Reproduce the passage on hen harrier tag reliability, starting with "We now know Rosie" and going on through "we don’t know.".

Page excerpt:
============

The issue of tag reliability (or in this case, unreliability), cannot be over-estimated. It’s huge. When these three brood meddled hen harriers, along with HH Rosie, went off the radar in September it was completely reasonable for the public and the police to assume they’d been illegally killed because their disappearances fitted the suspicious circumstances of so many before them (at least 72% of all NE-tagged hen harriers have either been illegally killed or presumed to have been killed on grouse moors, according to authoritative research).

We now know Rosie hadn’t been killed – just that her tag had temporarily stopped, for unknown reasons and for an unknown period of time. Perhaps the tag data have already provided a clue to the cause of this (e.g. low battery voltage) but the project team hasn’t commented so we don’t know.

But what of the still missing three brood meddled hen harriers? Can we be sure they’ve been killed? No, we can’t. It’s highly plausible, of course, but it’s equally plausible, knowing what we now know about these particular tags’ unreliability, that the harriers are actually fine but their tags have just stopped functioning for unknown reasons. Will this uncertainty affect Natural England’s decision to issue another brood meddling licence in January?

============

Supplied entries:
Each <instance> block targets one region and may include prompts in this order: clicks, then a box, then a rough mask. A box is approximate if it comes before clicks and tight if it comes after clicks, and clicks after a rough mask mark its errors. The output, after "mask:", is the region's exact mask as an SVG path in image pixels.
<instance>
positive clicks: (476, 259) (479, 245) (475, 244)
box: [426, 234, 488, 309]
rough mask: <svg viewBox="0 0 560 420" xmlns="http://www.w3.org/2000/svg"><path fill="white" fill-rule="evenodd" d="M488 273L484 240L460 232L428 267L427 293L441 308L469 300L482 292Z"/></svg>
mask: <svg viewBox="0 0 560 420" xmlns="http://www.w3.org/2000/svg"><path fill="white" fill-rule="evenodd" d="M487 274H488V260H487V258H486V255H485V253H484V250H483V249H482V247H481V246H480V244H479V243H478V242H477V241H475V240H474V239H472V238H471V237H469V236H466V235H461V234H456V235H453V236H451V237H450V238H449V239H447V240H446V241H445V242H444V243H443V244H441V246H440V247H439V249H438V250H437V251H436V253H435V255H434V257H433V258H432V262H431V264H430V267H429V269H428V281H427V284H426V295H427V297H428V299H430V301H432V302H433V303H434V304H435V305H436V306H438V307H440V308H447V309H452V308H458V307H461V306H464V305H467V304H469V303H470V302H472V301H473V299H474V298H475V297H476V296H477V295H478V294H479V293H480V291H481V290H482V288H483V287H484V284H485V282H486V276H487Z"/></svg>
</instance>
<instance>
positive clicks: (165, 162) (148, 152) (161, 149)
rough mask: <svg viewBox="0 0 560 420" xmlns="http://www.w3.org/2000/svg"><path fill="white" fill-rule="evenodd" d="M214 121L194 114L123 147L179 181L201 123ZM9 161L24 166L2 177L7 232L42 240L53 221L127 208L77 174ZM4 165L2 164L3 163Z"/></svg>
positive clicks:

============

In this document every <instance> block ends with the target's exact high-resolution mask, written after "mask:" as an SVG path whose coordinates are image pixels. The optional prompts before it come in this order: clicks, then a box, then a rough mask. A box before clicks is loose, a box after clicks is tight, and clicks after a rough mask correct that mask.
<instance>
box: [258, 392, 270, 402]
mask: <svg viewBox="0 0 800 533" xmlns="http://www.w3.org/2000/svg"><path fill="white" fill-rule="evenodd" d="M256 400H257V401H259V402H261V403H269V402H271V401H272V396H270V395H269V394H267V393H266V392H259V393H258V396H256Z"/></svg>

============

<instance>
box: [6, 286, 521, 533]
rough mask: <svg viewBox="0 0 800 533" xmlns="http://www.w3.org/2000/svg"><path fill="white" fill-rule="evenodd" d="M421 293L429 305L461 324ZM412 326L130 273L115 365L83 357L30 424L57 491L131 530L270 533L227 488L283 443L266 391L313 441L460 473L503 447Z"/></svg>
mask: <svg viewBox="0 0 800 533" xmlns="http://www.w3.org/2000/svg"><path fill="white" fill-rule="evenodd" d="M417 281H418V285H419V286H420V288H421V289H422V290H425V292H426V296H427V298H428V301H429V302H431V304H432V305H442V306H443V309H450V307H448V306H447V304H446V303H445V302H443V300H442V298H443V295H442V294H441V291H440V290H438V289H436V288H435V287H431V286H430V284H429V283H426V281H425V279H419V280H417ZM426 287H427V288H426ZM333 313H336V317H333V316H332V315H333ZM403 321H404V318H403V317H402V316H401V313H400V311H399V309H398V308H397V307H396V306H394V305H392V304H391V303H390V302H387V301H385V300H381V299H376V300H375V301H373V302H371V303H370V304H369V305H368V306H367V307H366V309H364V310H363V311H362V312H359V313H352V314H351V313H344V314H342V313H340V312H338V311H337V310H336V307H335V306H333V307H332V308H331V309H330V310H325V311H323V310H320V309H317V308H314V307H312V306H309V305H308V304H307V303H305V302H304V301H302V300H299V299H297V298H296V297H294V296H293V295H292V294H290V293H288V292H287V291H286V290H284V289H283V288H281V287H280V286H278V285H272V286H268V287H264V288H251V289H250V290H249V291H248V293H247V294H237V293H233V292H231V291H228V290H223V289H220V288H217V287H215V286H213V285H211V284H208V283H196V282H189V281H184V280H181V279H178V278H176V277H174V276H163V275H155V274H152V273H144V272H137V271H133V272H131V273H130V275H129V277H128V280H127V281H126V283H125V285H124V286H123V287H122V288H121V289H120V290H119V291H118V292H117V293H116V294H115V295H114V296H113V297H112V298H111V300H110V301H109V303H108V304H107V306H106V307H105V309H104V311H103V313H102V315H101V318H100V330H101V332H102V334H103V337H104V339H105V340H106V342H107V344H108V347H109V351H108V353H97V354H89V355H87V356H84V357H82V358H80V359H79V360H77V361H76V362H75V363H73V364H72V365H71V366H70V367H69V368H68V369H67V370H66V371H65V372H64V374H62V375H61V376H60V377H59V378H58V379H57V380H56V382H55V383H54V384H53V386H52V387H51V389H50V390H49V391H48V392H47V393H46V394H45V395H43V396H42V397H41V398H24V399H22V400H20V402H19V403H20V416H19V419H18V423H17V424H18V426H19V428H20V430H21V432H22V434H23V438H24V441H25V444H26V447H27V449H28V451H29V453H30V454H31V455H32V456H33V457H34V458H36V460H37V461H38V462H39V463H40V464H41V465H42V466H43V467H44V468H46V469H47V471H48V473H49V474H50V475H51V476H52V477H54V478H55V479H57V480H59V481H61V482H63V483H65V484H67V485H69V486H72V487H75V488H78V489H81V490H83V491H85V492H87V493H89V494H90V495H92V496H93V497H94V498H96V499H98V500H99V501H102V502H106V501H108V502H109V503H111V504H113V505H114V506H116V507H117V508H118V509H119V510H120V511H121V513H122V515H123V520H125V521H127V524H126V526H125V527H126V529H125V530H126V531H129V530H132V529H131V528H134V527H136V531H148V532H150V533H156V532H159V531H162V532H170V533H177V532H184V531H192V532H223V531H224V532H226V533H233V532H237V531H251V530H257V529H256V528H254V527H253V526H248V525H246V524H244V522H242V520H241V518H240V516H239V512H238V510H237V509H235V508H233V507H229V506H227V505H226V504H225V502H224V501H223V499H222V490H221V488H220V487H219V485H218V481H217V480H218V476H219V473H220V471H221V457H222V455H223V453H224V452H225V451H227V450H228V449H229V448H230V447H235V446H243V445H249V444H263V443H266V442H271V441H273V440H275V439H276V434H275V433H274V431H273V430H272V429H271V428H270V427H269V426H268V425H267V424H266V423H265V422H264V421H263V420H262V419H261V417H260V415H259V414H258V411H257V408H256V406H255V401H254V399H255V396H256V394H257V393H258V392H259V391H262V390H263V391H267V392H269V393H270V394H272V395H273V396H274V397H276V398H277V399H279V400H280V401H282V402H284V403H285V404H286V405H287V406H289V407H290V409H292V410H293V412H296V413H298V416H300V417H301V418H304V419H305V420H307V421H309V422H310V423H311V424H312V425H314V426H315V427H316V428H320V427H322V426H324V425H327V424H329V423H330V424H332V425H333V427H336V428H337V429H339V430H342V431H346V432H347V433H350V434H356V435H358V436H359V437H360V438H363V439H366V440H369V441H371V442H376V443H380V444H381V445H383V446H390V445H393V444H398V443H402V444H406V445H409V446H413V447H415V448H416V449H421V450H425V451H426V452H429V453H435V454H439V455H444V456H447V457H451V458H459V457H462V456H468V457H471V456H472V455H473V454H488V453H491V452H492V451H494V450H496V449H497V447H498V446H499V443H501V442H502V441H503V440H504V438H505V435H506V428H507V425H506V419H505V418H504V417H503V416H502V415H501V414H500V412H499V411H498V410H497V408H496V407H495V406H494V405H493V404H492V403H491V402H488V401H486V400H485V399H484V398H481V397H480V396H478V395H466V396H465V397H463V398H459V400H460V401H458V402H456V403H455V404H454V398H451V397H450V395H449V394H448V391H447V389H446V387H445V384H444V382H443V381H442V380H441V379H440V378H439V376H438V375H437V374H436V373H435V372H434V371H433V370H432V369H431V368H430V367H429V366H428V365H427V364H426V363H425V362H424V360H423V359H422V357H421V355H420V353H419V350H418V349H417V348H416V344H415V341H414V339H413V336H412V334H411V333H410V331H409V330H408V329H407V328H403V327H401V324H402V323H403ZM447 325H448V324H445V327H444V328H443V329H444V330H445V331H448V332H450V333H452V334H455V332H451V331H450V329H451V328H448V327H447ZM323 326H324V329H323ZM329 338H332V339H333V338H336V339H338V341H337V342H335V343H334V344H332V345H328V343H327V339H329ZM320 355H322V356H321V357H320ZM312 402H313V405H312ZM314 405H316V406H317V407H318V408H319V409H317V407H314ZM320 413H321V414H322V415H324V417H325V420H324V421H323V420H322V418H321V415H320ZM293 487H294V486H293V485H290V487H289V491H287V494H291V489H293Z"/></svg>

============

Answer for this exercise:
We now know Rosie hadn’t been killed – just that her tag had temporarily stopped, for unknown reasons and for an unknown period of time. Perhaps the tag data have already provided a clue to the cause of this (e.g. low battery voltage) but the project team hasn’t commented so we don’t know.